[Point placement records]

-- Start --

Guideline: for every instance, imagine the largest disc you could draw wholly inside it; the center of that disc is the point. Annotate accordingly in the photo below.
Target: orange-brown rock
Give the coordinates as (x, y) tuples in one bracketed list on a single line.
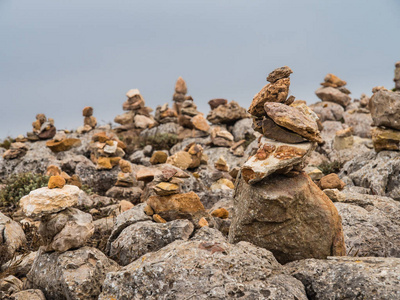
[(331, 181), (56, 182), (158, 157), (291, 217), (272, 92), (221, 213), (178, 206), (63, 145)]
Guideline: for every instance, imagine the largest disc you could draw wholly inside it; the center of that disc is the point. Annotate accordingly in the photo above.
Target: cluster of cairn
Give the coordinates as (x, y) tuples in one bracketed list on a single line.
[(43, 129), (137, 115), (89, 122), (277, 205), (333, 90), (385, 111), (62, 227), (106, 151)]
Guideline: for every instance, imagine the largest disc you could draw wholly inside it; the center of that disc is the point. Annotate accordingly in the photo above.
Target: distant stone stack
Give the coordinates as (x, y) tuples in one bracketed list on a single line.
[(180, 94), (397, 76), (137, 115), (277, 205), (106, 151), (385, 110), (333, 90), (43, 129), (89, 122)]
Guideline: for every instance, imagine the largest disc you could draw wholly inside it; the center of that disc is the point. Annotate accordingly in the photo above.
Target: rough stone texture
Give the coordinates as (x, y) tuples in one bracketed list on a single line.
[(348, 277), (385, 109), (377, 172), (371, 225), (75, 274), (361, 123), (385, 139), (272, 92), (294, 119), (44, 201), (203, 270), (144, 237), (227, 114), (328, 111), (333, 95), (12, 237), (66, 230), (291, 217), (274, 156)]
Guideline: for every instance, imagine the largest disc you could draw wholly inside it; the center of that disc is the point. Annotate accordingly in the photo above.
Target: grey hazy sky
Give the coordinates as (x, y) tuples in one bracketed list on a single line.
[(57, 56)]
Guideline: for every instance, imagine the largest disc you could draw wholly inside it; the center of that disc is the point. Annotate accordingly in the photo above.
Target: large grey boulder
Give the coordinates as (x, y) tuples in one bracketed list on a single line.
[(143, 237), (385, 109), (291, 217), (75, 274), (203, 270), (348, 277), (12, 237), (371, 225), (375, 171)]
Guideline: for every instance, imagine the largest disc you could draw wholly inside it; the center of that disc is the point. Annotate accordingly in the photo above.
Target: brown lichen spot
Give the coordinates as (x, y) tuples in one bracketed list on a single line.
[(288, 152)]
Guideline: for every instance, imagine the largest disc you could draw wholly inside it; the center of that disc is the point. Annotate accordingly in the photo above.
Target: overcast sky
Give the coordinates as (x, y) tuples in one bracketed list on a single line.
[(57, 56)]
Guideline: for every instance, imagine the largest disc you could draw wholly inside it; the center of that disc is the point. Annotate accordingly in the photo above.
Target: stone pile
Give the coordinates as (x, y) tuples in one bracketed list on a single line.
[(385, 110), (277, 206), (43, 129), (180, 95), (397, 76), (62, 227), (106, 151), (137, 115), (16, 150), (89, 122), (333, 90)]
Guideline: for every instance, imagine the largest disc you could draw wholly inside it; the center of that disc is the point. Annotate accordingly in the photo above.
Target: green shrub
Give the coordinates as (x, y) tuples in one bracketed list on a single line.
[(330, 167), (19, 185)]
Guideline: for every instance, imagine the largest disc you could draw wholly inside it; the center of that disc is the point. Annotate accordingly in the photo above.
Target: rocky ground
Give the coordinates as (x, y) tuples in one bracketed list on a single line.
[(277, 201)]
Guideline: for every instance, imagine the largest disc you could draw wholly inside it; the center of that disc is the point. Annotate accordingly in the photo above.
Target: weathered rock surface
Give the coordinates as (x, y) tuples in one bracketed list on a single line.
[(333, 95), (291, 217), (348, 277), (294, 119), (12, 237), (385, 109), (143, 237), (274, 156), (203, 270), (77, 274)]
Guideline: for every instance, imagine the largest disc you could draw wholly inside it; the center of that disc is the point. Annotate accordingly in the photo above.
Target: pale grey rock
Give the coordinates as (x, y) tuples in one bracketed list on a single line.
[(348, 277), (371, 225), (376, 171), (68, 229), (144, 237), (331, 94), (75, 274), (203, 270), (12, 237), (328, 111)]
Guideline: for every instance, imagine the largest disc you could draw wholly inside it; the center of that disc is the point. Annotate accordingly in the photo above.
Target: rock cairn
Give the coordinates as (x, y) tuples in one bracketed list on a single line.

-- End --

What you need to do.
Lay out the lines above as a numbered list, leaving out blank lines and omitting the pictures.

Answer to the problem.
1. Guideline: for every instance, imagine the largest disc you could draw wholly inside it; the center of that disc is the point. Annotate accordingly in the photo below.
2. Target: orange-brown rock
3. Give the coordinates as (x, y) tuples in one bracketed list on a single line.
4. [(331, 181), (56, 182), (158, 157), (291, 217), (272, 92), (221, 213), (178, 206), (63, 145)]
5. Guideline: for every instance, imagine the largest disc you could draw wholly inside it; the center of that disc is the point. Annotate accordingly in the photo above.
6. Target: cluster of cairn
7. Give the coordinates as (x, y) tuples in one bracketed list on a single line.
8. [(43, 129), (137, 115), (89, 122), (277, 205), (333, 90), (385, 111), (62, 227), (106, 151)]
9. Guideline: for every instance, imagine the largest disc you could draw wholly inside it; the center of that disc is the point. Annotate accordingly in the photo above.
10. Target: distant stone stack
11. Give the coordinates as (x, y) tuples in one bracketed list on a single line.
12. [(180, 94), (397, 76), (137, 115), (277, 205), (106, 151), (385, 110), (333, 90), (43, 129), (89, 122)]
13. Guideline: for every instance, imagine the largest disc you could draw wholly inside it; the center of that disc is the point. Annotate accordingly in the photo above.
14. Target: rough stone texture
15. Give the coordinates as (x, y) tuples in one bracketed list on a single line.
16. [(348, 277), (385, 109), (377, 172), (371, 225), (75, 274), (361, 123), (385, 139), (272, 92), (294, 119), (44, 201), (203, 270), (144, 237), (227, 114), (328, 111), (333, 95), (12, 237), (66, 230), (291, 217), (274, 156)]
17. Guideline: for every instance, imagine the largest disc you could draw wholly inside it; the center of that disc is the point. Annotate accordingly in the photo above.
18. Target: grey hazy sky
19. Give the coordinates as (x, y) tuples in one bracketed list on a single line.
20. [(57, 56)]
21. Guideline: for every instance, imagine the largest disc you could draw wholly inside it; the center of that disc is the point. Annotate accordingly in the photo above.
22. Target: large grey boulder
23. Give the coordinates as (x, y) tuples in one bracketed list on a single line.
24. [(143, 237), (385, 109), (291, 217), (75, 274), (203, 270), (348, 277), (12, 237), (371, 225), (375, 171)]
25. Guideline: for every instance, imagine the largest disc you could draw wholly inside it; the center of that disc is the point. Annotate accordingly in the photo above.
26. Target: brown lichen spot
27. Give the coordinates as (x, y) tuples in one bracketed list on a single line.
28. [(288, 152)]
29. Guideline: for every instance, imagine the largest disc you could draw wholly inside it; the center of that disc is the point. Annotate accordingly in the photo above.
30. Target: overcast sky
31. Give the coordinates as (x, y) tuples in one bracketed list on a single line.
32. [(57, 56)]
33. Guideline: for every instance, imagine the largest disc you could draw wholly inside it; the center of that disc is the point. Annotate accordingly in the photo above.
34. Target: stone pile
35. Give the coordinates as (x, y) tuples in one bracketed list on a single line.
36. [(385, 110), (277, 206), (43, 129), (180, 95), (397, 76), (62, 227), (106, 151), (137, 115), (16, 150), (89, 122), (333, 90)]
37. Guideline: for every instance, imagine the largest disc you could draw wholly inside it; the center of that disc is the point. Annotate accordingly in the photo above.
38. Target: green shrub
39. Give the coordinates as (x, y) tuples in one bracketed list on a single line.
40. [(330, 167), (19, 185)]
41. Guideline: for every instance, imagine the largest disc you could draw wholly inside it; the center of that disc is the point. Annotate accordingly in the photo above.
42. Target: rocky ground
43. Give the coordinates as (x, y) tuples in one bracketed list on a single line.
44. [(277, 201)]
45. Guideline: for every instance, imagine the largest disc you could draw wholly inside it; the center of that disc is the point. Annotate accordingly in the photo above.
46. Target: weathered rock surface
47. Give the coordinates as (x, y) tuples in one bracketed list on a single line.
48. [(333, 95), (291, 217), (348, 277), (294, 119), (12, 237), (385, 109), (143, 237), (274, 156), (203, 270), (77, 274)]
49. Guideline: for every instance, imagine the largest disc you could draw wholly inside it; the center of that disc is the point. Annotate accordingly in the photo above.
50. Target: pale grey rock
51. Give the coordinates as (x, y) tuples in one bracketed list on a single line.
52. [(348, 277), (371, 225), (376, 171), (68, 229), (144, 237), (331, 94), (75, 274), (203, 270), (12, 237), (328, 111)]
53. Guideline: for every instance, imagine the largest disc you could draw wholly inside it; the center of that disc is the point. Annotate accordingly in the photo above.
54. Target: rock cairn
55. Give the coordinates as (x, y) tuples in one bracketed list on a single line.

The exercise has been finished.